▸ Task item:
Your answer must be an exact copy of the records below, with no pictures in it.

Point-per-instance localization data
__________________________________________________

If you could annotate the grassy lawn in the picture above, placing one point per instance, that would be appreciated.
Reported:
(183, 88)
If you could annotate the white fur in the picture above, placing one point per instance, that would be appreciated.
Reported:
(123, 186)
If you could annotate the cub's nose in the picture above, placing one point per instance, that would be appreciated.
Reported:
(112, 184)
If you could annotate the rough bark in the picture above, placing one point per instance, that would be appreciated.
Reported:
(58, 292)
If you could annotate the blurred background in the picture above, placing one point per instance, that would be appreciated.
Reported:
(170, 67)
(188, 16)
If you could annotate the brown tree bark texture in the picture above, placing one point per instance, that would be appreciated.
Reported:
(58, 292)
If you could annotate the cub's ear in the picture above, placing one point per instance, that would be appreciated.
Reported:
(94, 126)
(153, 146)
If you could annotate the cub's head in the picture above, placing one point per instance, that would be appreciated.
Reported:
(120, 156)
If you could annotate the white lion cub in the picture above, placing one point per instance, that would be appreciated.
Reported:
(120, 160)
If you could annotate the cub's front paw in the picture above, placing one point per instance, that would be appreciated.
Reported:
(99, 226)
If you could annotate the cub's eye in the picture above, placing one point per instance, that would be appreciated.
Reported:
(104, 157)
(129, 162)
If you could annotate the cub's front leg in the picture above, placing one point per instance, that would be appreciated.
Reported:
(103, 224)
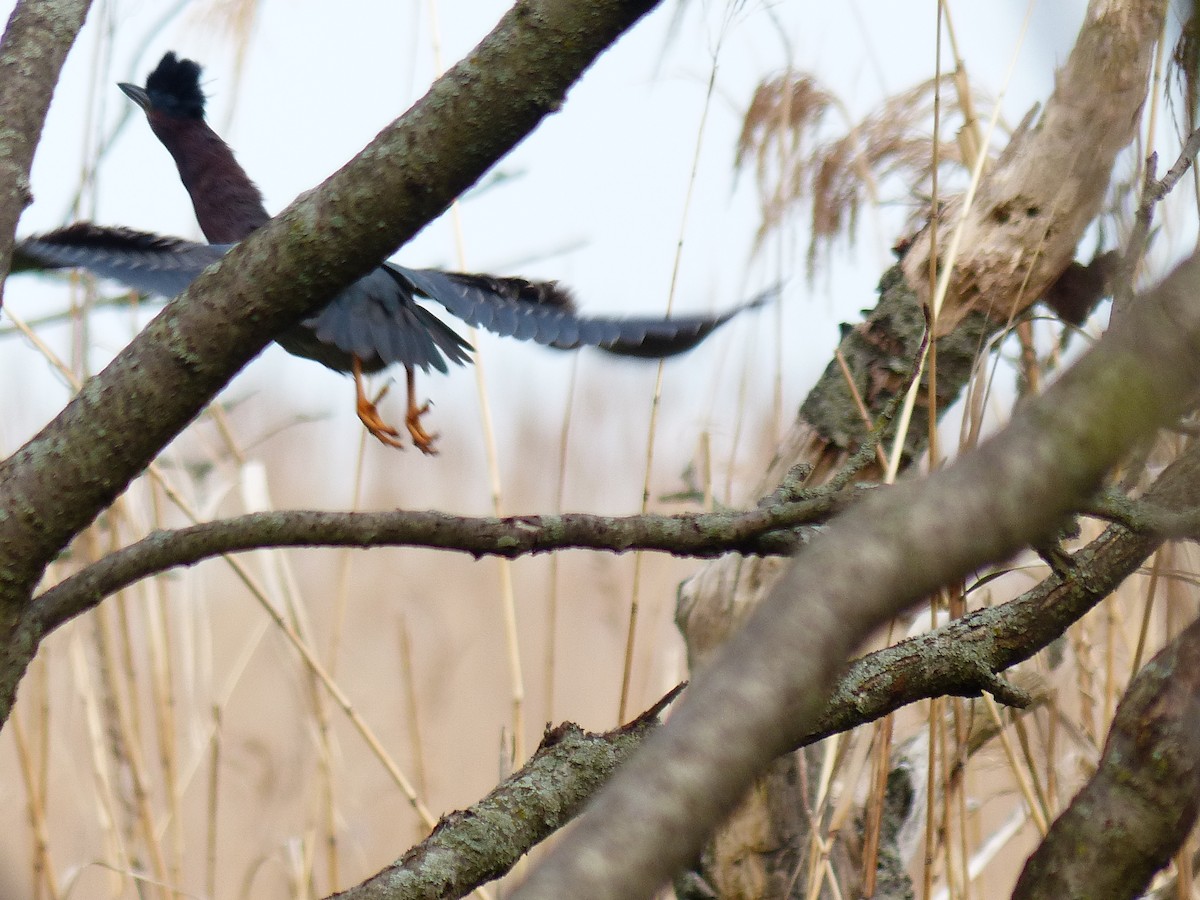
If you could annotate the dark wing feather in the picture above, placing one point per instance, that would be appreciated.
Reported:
(378, 318)
(143, 262)
(378, 321)
(541, 312)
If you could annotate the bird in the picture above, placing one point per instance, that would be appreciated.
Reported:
(375, 323)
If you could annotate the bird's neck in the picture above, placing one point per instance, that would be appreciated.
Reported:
(228, 205)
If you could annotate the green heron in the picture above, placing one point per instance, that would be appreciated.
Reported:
(375, 323)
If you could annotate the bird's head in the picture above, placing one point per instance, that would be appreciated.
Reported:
(173, 89)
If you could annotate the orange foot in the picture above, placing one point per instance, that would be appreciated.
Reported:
(421, 439)
(370, 417)
(369, 414)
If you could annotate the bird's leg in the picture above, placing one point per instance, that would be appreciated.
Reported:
(421, 438)
(369, 415)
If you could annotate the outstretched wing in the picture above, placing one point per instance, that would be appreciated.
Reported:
(545, 313)
(377, 318)
(143, 262)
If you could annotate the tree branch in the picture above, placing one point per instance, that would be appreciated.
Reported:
(961, 658)
(767, 685)
(483, 843)
(61, 479)
(1141, 803)
(35, 45)
(768, 529)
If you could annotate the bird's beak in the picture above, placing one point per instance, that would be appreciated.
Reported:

__________________________________________________

▸ Response below:
If you could annotate the grassy lawn in the picture above, placing one point per instance, that would be appreciated.
Reported:
(183, 88)
If you could annotate the white fur in the picture above, placing one point per instance, that would be appreciated.
Reported:
(123, 186)
If you could annotate the cub's nose in the picture above, placing one point per instance, that would be appreciated.
Reported:
(112, 184)
If you could annotate the rough bark in the picture above, placing one point per instance, that would be appreciated.
Reported:
(58, 292)
If you could annotate the blurred background in the picture above, placing one point per instance, that would be appreciated.
Reported:
(170, 67)
(188, 16)
If you could annotate the brown tree bark texture in the picture above, placing one point per instance, that would be appreciated.
Reported:
(58, 292)
If you could annotate the cub's ear in the picture above, placing one point per instance, that would be appreciated.
Reported:
(94, 126)
(153, 146)
If you could annotate the cub's head in the picture above, placing one point per instance, that would be appreciated.
Reported:
(120, 156)
If you could annotate the white lion cub in the picture above, placing one point per instance, that would be appreciated.
Reported:
(120, 160)
If you could annotate the cub's front paw in the picture above, placing one point per instance, that would be appreciated.
Reported:
(99, 226)
If you could annotate the cub's eye in the picture above, placing one point per instance, that would be appreciated.
Reported:
(104, 157)
(129, 162)
If you could annotate the cub's front leg in the picture above, placing one point per instance, that would be appreciated.
Reported:
(103, 224)
If you could annotate the dark wing feather in the picture above, placing one point per instance, that would be appreciated.
Reported:
(378, 318)
(143, 262)
(378, 321)
(541, 312)
If you could annotate the bird in the picture above, placing one point per instance, that would be appreciated.
Reported:
(375, 323)
If you could annotate the bird's neck in the picture above, placing one point per instance, that would be appreciated.
Reported:
(228, 205)
If you could annotate the green heron in the picture above, placing one point per instance, that would be appreciated.
Reported:
(375, 323)
If you could annotate the bird's head in the picture above, placing one point per instance, that would be appreciated.
Reported:
(173, 89)
If you could annotate the orange foot in the picture above, placing one point per instance, that would be appreciated.
Reported:
(421, 439)
(370, 417)
(369, 414)
If you could annotate the bird's leg in the picture above, placing one point per instance, that would be appreciated.
Reported:
(421, 438)
(369, 415)
If you could annotate the outstretched wing in the picture above, placing one point per instance, that would be appreciated.
Reported:
(545, 313)
(377, 318)
(143, 262)
If you could annotate the tree branch in the picture above, placing one point per instance, that would be appreciated.
Reported:
(961, 658)
(767, 685)
(483, 843)
(61, 479)
(1141, 803)
(35, 45)
(768, 529)
If you could annotate the bird's beak in the picture above, placing one point per instance, that would be appreciated.
Reported:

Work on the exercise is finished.